Collected data
....

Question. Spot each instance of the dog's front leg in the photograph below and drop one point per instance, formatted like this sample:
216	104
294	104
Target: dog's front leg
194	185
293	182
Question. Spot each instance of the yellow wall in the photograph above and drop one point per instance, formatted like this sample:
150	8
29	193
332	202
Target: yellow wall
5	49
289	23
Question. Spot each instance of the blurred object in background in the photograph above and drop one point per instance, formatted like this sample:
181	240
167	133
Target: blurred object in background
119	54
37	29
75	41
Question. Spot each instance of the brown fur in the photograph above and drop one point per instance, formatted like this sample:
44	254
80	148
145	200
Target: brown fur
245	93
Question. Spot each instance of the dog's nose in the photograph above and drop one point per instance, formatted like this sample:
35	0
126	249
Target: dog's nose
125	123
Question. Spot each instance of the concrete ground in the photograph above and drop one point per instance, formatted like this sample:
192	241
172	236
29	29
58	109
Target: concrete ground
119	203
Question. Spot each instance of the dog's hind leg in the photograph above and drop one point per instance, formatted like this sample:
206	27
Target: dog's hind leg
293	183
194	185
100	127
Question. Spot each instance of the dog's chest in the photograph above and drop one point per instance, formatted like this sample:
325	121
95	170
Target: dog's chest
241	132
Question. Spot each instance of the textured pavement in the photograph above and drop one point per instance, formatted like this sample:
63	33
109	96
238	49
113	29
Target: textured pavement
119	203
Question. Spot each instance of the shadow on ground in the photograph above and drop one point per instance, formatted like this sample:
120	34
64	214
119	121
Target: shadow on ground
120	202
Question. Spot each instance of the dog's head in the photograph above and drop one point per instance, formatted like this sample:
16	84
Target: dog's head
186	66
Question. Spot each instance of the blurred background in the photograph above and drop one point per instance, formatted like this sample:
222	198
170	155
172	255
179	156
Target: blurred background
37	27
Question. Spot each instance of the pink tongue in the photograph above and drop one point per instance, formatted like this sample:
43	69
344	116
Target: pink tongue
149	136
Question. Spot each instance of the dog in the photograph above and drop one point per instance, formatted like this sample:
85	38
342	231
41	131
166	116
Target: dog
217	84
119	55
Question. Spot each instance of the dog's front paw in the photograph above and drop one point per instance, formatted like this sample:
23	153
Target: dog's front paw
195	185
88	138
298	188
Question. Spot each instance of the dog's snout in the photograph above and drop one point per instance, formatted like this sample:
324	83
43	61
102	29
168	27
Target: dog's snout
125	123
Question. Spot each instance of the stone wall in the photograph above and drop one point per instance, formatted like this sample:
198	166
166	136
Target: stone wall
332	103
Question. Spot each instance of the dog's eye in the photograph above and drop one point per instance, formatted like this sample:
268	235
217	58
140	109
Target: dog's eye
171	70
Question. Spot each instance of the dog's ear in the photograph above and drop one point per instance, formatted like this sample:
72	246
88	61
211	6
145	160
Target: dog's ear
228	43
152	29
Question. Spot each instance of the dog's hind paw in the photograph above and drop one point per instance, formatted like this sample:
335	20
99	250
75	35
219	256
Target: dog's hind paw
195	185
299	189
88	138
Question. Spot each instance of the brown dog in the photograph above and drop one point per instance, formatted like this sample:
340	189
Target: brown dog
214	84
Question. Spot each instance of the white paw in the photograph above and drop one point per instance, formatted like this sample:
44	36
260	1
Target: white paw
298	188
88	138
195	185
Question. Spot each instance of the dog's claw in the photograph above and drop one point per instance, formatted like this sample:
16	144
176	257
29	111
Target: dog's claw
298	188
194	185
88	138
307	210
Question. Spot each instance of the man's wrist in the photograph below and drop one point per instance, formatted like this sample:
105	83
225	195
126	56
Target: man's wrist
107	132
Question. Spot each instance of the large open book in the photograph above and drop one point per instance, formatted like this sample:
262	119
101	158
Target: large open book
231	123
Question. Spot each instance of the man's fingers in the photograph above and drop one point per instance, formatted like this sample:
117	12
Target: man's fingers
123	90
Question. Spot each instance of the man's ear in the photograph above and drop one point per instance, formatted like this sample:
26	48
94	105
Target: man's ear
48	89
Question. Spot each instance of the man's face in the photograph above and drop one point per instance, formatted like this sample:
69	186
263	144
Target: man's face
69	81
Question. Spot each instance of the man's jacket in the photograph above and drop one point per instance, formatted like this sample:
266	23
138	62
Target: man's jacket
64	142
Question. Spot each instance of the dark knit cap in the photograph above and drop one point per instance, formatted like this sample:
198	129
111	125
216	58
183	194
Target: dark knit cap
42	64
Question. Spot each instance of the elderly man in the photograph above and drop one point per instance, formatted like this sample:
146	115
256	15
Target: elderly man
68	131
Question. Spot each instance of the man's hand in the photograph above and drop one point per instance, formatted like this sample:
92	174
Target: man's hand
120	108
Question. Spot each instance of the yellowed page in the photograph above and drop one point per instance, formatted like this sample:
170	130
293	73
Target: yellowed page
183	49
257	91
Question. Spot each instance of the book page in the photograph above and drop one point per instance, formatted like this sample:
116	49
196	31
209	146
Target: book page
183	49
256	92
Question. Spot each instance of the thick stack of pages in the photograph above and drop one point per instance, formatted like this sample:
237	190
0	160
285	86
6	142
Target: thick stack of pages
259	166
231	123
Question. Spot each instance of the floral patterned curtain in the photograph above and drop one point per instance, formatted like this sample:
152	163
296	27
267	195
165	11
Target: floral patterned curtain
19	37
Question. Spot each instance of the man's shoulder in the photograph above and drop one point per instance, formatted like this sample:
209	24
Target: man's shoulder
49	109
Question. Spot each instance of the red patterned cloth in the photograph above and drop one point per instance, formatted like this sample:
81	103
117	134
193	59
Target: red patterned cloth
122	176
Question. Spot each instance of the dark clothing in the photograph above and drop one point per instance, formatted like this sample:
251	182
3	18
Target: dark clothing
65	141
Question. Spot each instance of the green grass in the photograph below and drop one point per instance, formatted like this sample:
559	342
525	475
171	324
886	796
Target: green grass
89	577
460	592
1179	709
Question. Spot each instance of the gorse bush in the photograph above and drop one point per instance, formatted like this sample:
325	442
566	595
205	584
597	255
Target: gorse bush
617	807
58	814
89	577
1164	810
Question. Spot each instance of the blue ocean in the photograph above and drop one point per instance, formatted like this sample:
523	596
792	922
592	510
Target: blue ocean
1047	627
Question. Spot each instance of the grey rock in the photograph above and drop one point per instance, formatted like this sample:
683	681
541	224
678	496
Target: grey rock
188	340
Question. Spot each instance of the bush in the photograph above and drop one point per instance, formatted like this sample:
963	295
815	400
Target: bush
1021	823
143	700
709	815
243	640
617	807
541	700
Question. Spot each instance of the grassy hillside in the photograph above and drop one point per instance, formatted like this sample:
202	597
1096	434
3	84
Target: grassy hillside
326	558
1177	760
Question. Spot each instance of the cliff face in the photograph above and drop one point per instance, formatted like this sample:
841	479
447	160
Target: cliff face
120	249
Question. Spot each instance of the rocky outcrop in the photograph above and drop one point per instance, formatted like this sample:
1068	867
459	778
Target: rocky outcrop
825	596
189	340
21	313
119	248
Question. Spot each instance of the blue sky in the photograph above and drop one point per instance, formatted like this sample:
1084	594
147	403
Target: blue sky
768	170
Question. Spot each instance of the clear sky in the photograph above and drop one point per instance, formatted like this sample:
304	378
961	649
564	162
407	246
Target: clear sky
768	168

....

• [WHAT THIS TASK INVOLVES] Above are the records; print exactly the lines from the line with "Target: dog's front leg" to the line with "Question. Spot each instance of the dog's nose", including both, and nothing else.

• [PROBLEM SOLUTION]
Target: dog's front leg
194	185
293	182
Question. Spot each instance of the yellow wall in the photograph above and drop one point per instance, formatted like this sample:
150	8
29	193
332	202
Target: yellow wall
5	49
289	23
Question. Spot each instance of the blurred object in background in the photograph above and drop one point per instance, formatted like this sample:
181	240
167	133
Target: blurred object in background
119	54
37	29
75	41
Question. Spot each instance of the brown fur in the photograph above and drop one point per instance, formatted like this sample:
44	254
80	148
145	200
Target: brown fur
245	93
Question. Spot each instance of the dog's nose in the photograph above and drop one point per instance, formatted like this sample:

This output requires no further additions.